**What is being asked**
Beginning with the line that contains "Would you be able to indicate the black sunglasses", transcribe every line through the end of the entries exactly as written, and reproduce nothing else.

Extracted records:
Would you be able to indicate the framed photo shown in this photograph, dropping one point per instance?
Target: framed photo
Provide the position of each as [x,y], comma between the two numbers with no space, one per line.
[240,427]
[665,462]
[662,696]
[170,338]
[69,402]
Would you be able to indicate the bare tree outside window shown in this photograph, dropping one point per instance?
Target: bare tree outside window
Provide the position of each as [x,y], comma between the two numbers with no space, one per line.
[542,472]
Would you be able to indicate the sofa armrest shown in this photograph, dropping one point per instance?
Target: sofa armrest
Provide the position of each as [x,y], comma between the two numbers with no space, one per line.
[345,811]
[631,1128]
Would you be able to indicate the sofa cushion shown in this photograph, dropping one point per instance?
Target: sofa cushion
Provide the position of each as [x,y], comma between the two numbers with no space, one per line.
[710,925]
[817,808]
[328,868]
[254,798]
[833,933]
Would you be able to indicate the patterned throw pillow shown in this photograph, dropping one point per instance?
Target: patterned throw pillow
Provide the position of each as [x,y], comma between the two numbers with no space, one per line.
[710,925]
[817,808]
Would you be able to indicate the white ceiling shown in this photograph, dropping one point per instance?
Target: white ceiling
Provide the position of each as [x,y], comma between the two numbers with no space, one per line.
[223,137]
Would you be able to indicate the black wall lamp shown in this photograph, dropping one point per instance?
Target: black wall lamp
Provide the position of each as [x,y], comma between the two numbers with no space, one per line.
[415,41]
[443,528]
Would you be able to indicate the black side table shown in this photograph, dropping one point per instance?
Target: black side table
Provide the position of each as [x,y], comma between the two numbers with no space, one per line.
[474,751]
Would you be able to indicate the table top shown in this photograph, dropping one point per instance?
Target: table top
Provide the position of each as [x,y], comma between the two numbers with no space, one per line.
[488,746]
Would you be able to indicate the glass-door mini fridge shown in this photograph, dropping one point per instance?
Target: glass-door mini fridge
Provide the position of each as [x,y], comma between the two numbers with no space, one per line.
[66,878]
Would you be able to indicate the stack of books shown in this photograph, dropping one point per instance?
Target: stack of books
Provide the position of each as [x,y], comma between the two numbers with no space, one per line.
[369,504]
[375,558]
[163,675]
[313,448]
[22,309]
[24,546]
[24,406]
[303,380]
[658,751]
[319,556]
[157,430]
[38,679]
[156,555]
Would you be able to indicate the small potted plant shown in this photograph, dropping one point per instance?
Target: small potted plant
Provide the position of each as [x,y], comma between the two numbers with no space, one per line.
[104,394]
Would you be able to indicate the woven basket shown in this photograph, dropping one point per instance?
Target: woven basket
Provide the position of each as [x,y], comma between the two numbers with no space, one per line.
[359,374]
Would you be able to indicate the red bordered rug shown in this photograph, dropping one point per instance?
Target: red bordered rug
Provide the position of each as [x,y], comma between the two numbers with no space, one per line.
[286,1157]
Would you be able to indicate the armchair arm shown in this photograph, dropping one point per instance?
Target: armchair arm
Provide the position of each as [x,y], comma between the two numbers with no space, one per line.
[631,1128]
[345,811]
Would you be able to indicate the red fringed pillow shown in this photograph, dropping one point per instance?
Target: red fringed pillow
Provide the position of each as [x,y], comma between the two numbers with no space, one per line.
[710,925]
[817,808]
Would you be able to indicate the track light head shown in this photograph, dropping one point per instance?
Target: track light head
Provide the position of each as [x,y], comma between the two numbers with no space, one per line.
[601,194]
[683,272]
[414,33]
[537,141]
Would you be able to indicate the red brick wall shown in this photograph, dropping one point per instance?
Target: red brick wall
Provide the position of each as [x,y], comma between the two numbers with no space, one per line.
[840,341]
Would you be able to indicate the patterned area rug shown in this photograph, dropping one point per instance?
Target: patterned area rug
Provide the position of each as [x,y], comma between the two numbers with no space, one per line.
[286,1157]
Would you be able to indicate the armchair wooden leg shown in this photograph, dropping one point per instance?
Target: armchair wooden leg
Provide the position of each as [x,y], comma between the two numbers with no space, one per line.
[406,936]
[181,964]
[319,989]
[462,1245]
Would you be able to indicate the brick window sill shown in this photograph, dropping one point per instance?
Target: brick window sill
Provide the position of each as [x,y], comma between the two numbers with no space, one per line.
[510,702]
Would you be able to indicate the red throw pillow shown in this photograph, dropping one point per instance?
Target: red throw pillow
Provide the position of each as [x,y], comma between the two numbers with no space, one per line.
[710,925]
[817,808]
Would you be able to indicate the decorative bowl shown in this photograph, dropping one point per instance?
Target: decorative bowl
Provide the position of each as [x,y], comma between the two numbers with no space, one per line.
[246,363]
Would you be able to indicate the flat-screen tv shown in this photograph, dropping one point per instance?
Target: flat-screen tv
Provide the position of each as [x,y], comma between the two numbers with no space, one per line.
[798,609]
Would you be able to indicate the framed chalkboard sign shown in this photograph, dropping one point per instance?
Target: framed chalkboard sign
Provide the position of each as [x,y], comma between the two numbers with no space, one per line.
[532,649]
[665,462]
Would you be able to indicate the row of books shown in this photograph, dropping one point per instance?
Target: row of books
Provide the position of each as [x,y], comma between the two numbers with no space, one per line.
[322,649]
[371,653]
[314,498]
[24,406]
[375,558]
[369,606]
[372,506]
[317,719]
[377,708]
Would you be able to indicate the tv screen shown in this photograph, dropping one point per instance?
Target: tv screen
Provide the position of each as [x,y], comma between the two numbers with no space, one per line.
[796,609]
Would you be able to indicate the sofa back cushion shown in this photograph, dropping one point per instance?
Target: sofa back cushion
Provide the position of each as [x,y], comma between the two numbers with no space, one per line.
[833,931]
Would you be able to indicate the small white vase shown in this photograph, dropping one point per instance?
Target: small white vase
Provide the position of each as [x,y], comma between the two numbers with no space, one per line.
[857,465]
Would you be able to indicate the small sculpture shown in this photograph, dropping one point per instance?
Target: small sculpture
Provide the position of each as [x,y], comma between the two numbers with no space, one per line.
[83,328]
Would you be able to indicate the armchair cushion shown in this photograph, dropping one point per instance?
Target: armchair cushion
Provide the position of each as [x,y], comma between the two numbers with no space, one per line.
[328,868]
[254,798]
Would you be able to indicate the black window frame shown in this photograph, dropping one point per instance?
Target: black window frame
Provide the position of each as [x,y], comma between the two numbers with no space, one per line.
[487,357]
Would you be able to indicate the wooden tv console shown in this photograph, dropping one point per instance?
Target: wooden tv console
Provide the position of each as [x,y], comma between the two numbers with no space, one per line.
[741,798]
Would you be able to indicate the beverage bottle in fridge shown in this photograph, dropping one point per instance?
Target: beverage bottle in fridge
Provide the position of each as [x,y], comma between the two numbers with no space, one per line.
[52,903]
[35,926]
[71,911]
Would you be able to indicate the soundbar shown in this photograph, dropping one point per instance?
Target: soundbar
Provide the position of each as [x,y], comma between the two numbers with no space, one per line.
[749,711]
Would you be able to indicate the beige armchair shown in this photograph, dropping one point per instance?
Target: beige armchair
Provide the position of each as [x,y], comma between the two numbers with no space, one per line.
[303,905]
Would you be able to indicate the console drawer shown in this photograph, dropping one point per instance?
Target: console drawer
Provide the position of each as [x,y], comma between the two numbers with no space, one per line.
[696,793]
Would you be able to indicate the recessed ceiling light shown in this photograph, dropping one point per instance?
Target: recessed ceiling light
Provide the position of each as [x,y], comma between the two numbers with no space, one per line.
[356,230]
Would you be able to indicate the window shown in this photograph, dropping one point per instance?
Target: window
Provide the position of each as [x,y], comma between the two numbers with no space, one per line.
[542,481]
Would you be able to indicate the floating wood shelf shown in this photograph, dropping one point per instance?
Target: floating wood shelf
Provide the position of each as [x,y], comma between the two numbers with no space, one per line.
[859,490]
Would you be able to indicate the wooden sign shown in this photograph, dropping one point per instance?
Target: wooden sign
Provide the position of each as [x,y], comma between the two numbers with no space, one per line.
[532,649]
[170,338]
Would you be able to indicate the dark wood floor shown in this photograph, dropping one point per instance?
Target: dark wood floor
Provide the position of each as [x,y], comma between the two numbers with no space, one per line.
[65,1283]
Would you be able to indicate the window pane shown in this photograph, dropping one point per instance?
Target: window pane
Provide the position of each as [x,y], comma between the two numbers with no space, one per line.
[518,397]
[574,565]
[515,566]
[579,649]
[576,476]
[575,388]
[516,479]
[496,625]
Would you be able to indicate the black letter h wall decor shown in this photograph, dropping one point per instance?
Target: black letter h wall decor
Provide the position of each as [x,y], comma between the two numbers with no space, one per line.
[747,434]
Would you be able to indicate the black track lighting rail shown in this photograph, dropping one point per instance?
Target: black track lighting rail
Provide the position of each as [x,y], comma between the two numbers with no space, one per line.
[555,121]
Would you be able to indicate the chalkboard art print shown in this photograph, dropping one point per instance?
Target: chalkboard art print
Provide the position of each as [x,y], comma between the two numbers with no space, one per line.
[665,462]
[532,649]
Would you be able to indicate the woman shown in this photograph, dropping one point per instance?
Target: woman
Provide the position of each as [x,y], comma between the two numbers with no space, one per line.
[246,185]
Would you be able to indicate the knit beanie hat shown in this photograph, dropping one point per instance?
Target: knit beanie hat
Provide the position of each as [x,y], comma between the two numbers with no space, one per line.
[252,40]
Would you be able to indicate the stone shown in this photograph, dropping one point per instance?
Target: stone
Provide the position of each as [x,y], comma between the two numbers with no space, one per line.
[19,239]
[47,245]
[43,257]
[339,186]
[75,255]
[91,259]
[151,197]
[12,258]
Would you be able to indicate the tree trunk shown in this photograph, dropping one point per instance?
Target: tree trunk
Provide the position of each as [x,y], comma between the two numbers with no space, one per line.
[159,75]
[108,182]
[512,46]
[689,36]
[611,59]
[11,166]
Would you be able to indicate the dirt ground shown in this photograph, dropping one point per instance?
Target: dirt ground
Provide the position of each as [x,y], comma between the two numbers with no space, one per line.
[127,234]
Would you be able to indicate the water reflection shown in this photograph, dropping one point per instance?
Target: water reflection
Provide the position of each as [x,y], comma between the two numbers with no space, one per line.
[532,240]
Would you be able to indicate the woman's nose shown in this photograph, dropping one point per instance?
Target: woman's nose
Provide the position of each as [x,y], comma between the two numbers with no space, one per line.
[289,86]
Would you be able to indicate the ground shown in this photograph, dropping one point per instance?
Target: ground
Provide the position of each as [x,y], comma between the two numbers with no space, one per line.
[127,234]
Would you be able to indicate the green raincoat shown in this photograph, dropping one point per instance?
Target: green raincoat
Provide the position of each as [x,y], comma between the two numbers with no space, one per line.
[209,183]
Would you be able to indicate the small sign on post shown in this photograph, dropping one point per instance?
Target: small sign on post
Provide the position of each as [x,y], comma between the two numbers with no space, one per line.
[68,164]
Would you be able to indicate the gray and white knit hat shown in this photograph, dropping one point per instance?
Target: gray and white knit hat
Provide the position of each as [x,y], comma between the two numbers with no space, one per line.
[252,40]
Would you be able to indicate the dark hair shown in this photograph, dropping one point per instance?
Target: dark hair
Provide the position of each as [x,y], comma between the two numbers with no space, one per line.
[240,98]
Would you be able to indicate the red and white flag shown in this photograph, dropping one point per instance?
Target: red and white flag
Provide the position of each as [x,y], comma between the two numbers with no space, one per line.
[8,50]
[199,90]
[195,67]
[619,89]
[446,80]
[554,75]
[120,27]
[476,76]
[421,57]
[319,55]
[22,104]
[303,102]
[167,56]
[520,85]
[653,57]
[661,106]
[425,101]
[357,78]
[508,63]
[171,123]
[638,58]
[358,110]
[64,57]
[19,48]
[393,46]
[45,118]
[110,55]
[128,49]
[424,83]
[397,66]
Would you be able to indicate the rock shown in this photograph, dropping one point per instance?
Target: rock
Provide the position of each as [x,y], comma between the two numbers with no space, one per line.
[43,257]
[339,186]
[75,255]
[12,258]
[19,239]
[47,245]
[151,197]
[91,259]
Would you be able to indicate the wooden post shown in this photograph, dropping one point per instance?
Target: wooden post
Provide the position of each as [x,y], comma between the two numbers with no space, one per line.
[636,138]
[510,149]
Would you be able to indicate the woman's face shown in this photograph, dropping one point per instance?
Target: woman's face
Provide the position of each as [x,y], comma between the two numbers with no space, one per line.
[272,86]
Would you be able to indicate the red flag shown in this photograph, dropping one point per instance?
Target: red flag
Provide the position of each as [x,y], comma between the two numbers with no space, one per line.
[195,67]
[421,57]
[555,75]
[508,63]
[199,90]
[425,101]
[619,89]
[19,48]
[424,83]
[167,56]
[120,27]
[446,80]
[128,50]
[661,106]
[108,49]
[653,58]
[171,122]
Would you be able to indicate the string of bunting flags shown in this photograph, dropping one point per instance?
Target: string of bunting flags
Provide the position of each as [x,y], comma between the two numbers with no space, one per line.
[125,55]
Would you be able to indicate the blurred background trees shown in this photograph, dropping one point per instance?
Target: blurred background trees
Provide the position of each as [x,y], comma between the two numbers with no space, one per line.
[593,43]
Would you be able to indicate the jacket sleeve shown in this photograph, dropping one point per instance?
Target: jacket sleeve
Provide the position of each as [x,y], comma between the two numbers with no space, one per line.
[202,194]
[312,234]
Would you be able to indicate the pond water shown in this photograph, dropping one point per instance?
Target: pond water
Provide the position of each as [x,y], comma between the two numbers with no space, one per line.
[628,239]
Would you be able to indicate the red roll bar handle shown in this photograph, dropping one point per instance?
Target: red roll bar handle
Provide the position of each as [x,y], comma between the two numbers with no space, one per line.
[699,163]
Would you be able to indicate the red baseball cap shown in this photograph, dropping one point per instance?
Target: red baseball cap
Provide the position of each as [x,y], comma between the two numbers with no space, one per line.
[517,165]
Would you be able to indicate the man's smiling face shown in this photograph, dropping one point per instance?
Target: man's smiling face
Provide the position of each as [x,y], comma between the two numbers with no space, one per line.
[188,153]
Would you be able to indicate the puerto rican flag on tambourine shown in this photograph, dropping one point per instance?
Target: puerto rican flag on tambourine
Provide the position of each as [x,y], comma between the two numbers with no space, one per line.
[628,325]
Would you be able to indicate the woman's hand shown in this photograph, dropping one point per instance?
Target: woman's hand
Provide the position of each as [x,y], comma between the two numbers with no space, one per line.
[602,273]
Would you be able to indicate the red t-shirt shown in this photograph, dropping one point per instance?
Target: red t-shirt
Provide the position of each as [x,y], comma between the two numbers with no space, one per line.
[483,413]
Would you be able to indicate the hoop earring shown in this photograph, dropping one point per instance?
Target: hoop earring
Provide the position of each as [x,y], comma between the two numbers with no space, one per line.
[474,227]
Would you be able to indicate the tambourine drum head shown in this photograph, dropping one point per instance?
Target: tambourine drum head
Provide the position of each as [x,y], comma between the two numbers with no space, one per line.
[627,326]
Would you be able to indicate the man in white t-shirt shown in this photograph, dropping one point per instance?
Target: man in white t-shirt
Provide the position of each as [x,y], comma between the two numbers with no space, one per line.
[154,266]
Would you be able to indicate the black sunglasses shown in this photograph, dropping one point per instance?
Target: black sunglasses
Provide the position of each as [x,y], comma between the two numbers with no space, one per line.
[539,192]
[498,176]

**Task output**
Would you be able to indicate the black sunglasses shown in this photograph, dropping one point per instance?
Target: black sunglasses
Provide the position of each as [x,y], comma between the two numbers with no space, one per line.
[539,192]
[498,176]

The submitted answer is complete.